[Named-object pointing records]
>>
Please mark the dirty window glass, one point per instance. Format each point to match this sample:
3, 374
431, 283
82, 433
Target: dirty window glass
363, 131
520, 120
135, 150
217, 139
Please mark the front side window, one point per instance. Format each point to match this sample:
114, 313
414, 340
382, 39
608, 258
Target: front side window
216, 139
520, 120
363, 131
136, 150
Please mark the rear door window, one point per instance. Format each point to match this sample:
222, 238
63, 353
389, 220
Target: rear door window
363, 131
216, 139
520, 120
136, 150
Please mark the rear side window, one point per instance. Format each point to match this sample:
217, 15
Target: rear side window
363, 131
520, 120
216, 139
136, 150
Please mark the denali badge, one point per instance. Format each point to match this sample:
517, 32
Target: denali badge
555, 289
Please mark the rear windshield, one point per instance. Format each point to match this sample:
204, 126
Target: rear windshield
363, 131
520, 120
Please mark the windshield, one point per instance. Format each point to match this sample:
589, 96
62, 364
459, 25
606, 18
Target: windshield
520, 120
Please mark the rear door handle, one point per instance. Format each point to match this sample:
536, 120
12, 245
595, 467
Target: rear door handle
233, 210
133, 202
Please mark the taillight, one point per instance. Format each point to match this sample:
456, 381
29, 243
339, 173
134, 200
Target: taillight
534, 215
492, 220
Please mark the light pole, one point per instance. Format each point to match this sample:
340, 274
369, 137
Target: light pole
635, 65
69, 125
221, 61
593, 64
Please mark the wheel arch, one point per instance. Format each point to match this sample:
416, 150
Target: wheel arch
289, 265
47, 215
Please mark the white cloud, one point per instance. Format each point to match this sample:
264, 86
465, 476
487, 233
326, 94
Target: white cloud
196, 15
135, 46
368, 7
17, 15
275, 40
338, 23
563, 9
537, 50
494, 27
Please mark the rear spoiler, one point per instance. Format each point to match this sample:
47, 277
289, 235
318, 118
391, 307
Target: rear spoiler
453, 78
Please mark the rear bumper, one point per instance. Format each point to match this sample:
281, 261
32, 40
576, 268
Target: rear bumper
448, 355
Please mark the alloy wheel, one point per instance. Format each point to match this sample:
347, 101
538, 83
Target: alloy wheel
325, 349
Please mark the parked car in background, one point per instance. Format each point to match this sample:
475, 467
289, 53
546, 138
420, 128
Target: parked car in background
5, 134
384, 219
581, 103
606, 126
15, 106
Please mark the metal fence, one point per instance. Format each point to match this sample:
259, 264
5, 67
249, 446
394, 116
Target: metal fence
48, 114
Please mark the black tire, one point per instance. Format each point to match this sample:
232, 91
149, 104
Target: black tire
<<
● What to produce: Write out all the lines again, exactly as they are.

● Answer for this exercise:
Please mark the dirty window glass, one point per instance. Format each point to match this sample:
3, 374
431, 283
82, 433
Target: dirty window glass
363, 131
520, 120
135, 150
217, 139
Please mark the front side window, one point per instance. Format each point to match this sample:
114, 313
414, 340
382, 39
608, 258
Target: front side window
216, 139
520, 120
363, 131
136, 150
Please mark the rear door window, one point per instance. Format each point to match this sample:
222, 238
63, 353
389, 220
Target: rear door window
363, 131
216, 139
520, 120
136, 150
Please mark the rear side window, one point per instance. Format each point to match this sample:
217, 15
Target: rear side window
363, 131
520, 120
216, 139
136, 150
Please mark the denali badge, one point per instance. Format each point to match this sample:
517, 32
Target: denali badge
555, 289
Please mark the rear windshield, one point per instance. Format each point to match this sample:
204, 126
Target: rear windshield
363, 131
520, 120
Please mark the windshield, one point per instance. Format each point to match this sample:
589, 96
62, 364
459, 25
606, 18
Target: windshield
520, 120
Please mark the rear door handle, one point per instance. Format each point to match this sample:
536, 120
12, 245
595, 467
Target: rear door handle
233, 210
133, 202
Please mark the taillight, one point per instance. Format each point to match this sample:
456, 381
29, 243
339, 173
134, 200
Target: taillight
534, 215
492, 220
Please mark the light pole, one point per instance. Format each point to match this sample:
340, 274
369, 137
Target: light pole
635, 65
69, 125
221, 61
593, 64
Please mark the wheel arch, one point per instance. Format each point to match this sample:
416, 150
Target: wheel arch
289, 265
47, 215
Please mark the white cloud, one point per instance. Format each point to match this sample:
264, 86
465, 476
487, 233
326, 94
Target: white cloud
196, 15
135, 46
368, 7
17, 15
275, 40
338, 23
563, 9
537, 50
494, 27
Please mark the rear spoiler, one point per instance. Format each point to match this sample:
47, 277
289, 235
318, 118
391, 307
Target: rear spoiler
453, 78
Please mark the rear bumper, one point per instance. Format each point to match this sample:
281, 261
32, 40
576, 268
Target: rear bumper
448, 355
Please mark the alloy wheel, one point per instance. Format each point to match this sample:
347, 101
538, 83
Target: alloy wheel
325, 349
Please mark the parked car in background, one point per instance. Format each point to match this sample:
475, 467
289, 53
546, 138
420, 128
Target: parked car in background
5, 134
384, 219
581, 103
606, 126
15, 106
Please mark the metal fence, one point per instance. Format each point to match this sample:
259, 264
5, 67
249, 446
394, 116
Target: metal fence
48, 114
Please mark the black tire, one point per instance. Format each point to match this sample:
232, 91
149, 104
Target: black tire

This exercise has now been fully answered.